[Information shown — start]

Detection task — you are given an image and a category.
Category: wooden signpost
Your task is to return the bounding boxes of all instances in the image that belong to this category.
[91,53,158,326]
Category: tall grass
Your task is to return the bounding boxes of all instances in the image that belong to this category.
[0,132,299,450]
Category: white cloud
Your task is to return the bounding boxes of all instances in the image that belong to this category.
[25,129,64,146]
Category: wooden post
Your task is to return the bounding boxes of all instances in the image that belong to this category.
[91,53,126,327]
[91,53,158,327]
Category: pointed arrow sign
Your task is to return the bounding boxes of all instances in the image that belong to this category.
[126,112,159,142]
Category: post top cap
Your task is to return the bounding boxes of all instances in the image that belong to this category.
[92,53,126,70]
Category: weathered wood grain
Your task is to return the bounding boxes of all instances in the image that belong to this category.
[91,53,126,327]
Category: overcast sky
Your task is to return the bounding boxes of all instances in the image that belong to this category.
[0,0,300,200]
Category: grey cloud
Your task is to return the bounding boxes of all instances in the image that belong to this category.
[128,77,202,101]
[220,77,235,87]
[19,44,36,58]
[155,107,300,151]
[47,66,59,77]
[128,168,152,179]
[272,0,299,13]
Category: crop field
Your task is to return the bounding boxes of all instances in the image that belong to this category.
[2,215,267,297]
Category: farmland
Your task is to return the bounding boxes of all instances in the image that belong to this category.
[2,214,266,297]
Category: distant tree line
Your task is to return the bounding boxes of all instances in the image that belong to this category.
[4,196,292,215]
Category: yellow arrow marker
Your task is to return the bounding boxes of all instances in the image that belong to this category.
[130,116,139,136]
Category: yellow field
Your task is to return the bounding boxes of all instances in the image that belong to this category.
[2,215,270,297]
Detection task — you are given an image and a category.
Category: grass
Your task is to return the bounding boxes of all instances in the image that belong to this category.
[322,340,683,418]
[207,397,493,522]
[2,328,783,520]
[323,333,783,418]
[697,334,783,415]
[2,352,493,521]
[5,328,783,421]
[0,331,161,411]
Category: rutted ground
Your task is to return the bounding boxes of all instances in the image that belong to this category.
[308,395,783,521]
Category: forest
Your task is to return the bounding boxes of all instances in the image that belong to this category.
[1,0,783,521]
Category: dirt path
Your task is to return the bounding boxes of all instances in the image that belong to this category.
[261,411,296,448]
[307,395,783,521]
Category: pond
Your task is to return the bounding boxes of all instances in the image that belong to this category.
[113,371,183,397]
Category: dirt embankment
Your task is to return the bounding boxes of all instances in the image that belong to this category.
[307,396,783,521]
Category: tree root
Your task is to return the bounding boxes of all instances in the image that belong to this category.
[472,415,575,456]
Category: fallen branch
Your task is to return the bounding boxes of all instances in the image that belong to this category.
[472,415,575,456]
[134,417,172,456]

[Information shown — finish]

Try it | Among the lines above, some may hold the string "dirt". State how many, giving the number alone.

Answer space | 2